Whenever Serena Ehrlich goes someplace new, she scouts out the location of the bathroom. That's because Ehrlich, 38, a Los Angeles-based salesperson for a commercial wire service, has ulcerative colitis. She developed the disease 12 years ago and has been in remission for the past three. Still, the old habit lingers. "Everyone who has ulcerative colitis will tell you that when you walk into a bookstore, a shop, or a restaurant, that's the one thing you want to know first. It's our rule of thumb."
"UC can be a long and complicated road, but with a good gastroenterologist by your side, it doesn't have to be a hard road or a painful one," says Thomas Cataldo, MD. He's a staff surgeon in colon and rectal surgery at Beth Israel Deaconess Medical Center in Boston.
Discuss Your Triggers
To keep symptoms away, most people need to take drugs that fight inflammation in their digestive tract, turn down their immune systems, or both.

# [TASKS AND EXERCISES]
• a. Rewrite the ulcerative colitis article from "Discuss Your Triggers" to "systems, or both.", changing "digestive tract" to "gut".
• b. Please write what comes next in the ulcerative colitis article, picking up after its last sentence.

(Point localization records)
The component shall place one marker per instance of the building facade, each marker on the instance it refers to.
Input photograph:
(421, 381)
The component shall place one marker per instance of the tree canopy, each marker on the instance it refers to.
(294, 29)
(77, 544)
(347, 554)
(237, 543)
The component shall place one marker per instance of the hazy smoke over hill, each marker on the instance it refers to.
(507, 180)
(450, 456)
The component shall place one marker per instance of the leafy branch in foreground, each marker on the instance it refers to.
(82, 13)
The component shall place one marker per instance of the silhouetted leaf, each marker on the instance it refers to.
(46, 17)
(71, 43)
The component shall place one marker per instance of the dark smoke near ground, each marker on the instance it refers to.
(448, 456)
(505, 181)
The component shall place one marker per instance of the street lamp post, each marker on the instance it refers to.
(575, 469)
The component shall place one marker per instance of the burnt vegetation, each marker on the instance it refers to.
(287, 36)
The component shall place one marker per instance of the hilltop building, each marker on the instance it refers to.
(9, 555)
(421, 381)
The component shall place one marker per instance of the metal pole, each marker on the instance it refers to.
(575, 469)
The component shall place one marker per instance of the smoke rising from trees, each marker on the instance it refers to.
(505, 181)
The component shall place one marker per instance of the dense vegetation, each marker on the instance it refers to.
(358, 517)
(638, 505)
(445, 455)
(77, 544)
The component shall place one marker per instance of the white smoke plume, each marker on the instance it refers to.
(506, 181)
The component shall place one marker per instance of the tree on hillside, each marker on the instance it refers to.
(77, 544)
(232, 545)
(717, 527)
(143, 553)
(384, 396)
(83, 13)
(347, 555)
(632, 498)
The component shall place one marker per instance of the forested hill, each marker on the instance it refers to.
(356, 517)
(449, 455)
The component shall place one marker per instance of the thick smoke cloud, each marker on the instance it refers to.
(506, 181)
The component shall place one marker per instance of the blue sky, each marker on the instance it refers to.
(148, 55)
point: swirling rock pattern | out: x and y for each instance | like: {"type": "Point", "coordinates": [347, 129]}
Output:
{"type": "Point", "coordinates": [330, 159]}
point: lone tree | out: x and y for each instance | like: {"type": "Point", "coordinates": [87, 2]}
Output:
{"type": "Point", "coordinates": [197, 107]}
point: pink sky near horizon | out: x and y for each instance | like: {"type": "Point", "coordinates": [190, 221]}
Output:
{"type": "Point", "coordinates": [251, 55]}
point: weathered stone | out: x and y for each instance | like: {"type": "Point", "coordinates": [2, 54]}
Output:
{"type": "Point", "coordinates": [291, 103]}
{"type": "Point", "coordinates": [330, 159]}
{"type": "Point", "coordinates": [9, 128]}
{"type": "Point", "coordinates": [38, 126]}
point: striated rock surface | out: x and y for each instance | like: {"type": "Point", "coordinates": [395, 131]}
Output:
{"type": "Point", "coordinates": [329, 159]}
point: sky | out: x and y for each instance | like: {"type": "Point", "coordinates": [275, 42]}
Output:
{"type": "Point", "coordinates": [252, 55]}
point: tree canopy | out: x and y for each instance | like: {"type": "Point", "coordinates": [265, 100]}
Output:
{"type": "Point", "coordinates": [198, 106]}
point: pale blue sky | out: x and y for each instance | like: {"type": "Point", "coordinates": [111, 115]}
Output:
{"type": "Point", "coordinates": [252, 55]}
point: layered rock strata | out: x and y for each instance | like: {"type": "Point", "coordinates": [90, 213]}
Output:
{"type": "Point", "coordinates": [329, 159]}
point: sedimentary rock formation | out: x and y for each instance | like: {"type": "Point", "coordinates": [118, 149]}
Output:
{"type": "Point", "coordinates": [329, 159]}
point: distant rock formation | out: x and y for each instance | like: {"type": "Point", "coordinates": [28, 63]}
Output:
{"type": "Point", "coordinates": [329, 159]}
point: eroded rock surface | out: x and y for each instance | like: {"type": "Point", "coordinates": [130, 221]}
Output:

# [TASK-BY-TASK ANSWERS]
• a.
Discuss Your Triggers
To keep symptoms away, most people need to take drugs that fight inflammation in their gut, turn down their immune systems, or both.

• b.
When flares start, it could be that your doctor needs to change your treatment doses. Medications -- prescription and over-the-counter alike -- are common triggers. Your symptoms can also get worse if you don’t take your meds on schedule or if you stop taking them altogether. That's why it's important to be honest with your doctor about the drugs you’re taking. A medical condition like an infection could also cause a problem, so you and your doctor should talk about your overall health.
"The biggest thing is communication," Cataldo says. "Your doctor will need to know everything that's happening."
If you keep a food diary to help spot foods that trigger flares, bring it to your checkup. Not only can it help you create an "eat this, not that" list, it can also help your doctor tell if you're getting the nutrition you need.
"Some people stop eating to make their flares stop, and that can be very harmful," Cataldo says.
Observe Closely, Then Report
To help your doctor, Cataldo suggests you keep a close track of how often you go to the bathroom, how much comes out, and the amount of blood you might be losing.
"Is it 100 tiny squirts a day or 10 squirts with large volume?" he says. "Also, what does the blood look like? Is it watery or is it clots? Don't just poop and flush. Observe what you see. Keep a record."